* STATED PROBLEM
Which lines in the rows below contain the string "target"? Extract every such line in full.

((

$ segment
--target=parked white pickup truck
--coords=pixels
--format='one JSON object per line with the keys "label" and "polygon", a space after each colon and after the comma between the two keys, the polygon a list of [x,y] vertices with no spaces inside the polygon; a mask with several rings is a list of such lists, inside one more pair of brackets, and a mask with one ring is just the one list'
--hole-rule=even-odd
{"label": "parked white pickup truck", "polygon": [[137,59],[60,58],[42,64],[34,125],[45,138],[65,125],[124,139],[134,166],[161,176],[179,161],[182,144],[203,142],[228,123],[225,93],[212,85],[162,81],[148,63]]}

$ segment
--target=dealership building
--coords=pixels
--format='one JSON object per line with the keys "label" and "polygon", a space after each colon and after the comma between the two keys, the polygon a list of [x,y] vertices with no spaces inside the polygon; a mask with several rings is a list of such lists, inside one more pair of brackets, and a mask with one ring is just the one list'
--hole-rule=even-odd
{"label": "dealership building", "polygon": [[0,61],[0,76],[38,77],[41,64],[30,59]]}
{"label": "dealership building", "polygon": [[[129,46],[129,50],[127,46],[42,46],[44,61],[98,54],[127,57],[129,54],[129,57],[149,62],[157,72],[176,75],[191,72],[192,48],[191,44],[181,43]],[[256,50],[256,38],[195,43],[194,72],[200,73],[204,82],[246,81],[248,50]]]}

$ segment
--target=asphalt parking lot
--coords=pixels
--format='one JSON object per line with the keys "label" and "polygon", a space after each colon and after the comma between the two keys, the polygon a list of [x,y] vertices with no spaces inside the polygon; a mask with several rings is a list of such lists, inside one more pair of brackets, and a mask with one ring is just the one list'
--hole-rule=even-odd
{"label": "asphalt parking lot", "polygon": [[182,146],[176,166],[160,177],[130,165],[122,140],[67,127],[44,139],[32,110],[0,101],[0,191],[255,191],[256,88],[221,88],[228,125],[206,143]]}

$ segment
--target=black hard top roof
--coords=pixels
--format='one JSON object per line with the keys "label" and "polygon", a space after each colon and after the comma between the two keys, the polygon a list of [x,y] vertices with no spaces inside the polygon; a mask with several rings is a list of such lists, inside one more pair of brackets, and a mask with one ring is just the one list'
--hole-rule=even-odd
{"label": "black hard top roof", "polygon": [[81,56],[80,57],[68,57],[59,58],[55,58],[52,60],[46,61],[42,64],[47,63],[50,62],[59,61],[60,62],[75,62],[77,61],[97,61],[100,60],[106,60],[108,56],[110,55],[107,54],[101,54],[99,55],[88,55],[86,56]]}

))

* FINISHED ANSWER
--target=parked white pickup truck
--target=dealership building
--target=asphalt parking lot
--target=black hard top roof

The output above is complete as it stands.